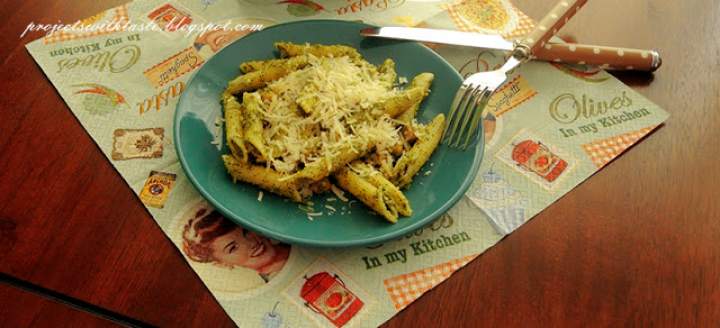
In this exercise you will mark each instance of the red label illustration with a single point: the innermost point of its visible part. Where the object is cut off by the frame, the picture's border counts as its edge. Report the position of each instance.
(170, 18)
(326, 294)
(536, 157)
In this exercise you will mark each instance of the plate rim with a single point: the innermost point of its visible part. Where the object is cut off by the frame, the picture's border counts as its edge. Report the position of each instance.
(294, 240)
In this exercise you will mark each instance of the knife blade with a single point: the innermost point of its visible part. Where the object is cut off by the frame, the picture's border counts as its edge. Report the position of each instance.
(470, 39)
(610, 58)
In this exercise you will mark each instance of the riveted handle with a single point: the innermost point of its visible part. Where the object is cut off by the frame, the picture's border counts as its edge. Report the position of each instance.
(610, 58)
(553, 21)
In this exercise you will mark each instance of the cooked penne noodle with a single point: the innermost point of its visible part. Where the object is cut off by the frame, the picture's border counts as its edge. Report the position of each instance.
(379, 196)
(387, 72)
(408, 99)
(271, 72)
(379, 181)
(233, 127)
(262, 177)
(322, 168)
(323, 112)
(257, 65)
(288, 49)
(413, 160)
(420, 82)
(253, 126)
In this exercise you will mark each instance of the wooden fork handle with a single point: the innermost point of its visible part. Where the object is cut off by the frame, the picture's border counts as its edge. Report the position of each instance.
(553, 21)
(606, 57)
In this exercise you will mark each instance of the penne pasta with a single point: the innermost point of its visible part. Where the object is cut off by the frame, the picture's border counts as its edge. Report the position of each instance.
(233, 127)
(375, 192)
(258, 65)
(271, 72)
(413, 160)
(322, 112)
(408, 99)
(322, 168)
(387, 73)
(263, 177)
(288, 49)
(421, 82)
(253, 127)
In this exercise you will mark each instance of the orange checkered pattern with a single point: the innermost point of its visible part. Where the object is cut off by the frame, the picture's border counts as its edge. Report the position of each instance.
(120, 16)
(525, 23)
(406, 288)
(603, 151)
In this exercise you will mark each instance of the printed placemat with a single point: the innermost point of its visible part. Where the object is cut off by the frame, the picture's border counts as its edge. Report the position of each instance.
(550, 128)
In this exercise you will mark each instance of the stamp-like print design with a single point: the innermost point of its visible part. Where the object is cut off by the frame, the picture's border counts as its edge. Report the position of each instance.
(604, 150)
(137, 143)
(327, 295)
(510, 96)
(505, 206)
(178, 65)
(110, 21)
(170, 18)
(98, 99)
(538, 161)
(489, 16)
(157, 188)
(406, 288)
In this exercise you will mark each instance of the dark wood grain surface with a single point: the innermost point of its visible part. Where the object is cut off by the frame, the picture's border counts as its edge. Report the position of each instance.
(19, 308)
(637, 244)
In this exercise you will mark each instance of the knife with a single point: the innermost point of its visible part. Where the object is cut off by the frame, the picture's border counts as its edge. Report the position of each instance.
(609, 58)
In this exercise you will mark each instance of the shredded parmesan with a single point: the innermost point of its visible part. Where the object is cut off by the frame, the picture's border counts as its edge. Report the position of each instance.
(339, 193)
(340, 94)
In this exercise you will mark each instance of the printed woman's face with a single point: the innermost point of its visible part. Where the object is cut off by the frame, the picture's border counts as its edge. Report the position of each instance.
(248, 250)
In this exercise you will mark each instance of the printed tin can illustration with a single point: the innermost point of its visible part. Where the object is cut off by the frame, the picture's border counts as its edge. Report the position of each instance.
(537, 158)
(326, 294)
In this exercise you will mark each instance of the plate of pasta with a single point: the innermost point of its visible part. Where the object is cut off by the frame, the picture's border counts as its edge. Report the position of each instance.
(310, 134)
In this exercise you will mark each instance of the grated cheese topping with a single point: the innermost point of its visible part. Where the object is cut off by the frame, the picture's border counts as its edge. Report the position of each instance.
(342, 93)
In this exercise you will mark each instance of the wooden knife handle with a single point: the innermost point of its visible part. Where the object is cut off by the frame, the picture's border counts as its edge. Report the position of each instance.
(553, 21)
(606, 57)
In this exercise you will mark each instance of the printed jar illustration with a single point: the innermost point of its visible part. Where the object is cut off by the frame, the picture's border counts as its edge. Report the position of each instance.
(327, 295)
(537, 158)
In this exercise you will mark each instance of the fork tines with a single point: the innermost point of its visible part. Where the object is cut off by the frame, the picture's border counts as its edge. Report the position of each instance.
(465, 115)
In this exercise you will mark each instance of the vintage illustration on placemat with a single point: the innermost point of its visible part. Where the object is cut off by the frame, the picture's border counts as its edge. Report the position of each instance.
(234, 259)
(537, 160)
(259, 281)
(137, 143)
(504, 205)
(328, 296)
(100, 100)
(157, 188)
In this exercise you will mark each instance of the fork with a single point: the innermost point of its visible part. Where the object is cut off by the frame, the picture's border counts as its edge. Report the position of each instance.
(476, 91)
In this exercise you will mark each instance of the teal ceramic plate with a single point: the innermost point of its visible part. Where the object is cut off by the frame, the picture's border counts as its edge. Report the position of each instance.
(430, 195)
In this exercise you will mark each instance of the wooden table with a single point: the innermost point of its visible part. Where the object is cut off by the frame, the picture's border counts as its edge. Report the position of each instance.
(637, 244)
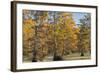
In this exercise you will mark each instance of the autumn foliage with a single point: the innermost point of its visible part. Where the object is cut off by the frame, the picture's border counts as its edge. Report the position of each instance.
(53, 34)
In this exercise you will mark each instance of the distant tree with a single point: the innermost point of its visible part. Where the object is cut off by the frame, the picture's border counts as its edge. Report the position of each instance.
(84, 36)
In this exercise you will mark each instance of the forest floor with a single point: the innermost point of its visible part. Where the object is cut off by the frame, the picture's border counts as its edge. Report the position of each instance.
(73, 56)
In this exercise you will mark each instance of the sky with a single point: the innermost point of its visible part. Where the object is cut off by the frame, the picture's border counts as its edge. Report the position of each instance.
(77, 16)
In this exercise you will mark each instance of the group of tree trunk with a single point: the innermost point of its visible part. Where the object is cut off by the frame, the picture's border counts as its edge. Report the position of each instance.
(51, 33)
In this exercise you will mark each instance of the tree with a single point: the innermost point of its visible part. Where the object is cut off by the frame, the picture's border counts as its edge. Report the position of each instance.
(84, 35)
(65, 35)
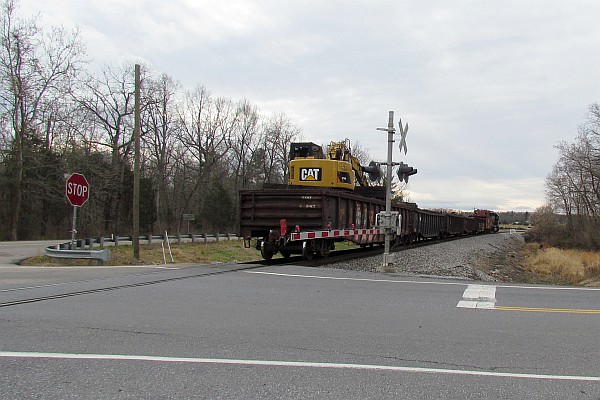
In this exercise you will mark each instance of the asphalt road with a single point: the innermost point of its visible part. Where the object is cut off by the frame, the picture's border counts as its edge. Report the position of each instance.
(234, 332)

◆ **INSTRUCTIONS FOR THE TASK**: Reply with an exact copy of the lines running from the one containing "In this exercise you will mark each instance of the asphalt" through the end of the entries above, both ends included.

◆ **ANSWER SECTION**:
In this exercise you will mark each instance of the asphalt road with a single point: the innermost point of its visible part. Where the object is cut off by the frame, the picture's border counts as its edge. Report the position of each instance.
(234, 332)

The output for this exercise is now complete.